Referring expression data

┄┄┄┄┄┄┄┄┄┄┄┄┄┄┄┄┄┄┄┄

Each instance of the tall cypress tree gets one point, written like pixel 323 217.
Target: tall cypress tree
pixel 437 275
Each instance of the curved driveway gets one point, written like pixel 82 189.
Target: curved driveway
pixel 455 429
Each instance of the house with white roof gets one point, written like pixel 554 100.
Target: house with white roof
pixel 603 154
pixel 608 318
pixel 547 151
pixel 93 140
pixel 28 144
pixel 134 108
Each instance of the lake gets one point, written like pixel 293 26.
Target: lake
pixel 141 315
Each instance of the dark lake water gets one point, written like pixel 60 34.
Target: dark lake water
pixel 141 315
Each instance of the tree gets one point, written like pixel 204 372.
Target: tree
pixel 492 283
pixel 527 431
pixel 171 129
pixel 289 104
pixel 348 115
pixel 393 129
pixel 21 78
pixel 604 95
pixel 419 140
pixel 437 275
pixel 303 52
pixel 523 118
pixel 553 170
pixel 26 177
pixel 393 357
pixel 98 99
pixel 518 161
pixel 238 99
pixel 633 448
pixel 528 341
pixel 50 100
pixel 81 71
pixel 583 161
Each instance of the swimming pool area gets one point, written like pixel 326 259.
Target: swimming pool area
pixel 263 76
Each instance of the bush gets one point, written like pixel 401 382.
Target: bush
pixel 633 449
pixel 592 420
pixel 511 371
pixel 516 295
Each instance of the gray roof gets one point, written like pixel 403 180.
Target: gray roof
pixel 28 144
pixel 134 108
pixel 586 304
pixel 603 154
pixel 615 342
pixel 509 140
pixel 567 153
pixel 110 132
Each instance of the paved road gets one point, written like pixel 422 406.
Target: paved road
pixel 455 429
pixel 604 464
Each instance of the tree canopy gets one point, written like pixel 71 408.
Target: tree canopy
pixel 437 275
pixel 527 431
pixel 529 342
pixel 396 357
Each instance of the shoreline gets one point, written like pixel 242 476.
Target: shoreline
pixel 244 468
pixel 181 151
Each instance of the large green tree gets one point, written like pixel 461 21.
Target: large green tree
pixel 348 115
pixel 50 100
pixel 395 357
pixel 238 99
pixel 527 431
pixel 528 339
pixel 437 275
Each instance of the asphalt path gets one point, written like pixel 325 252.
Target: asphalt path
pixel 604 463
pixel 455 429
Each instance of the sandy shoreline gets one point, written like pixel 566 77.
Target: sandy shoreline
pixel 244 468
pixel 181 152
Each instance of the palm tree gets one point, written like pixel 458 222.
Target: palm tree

┄┄┄┄┄┄┄┄┄┄┄┄┄┄┄┄┄┄┄┄

If a line comes after the one containing "Each instance of the dark", leave it out; set down every line of the data before it, and that line itself, exactly.

Each instance of the tall cypress tree gets one point, written like pixel 323 217.
Target: tall cypress tree
pixel 437 275
Each instance of the curved driveway gets one point, written like pixel 82 189.
Target: curved driveway
pixel 455 429
Each instance of the house with white roof gets one point, written like pixel 554 100.
Target: house with white roof
pixel 603 154
pixel 608 318
pixel 547 151
pixel 93 140
pixel 28 144
pixel 134 108
Each instance of the lake gets one point, written like pixel 293 26.
Target: lake
pixel 141 315
Each instance of the dark lake water gets one point, written like pixel 60 34.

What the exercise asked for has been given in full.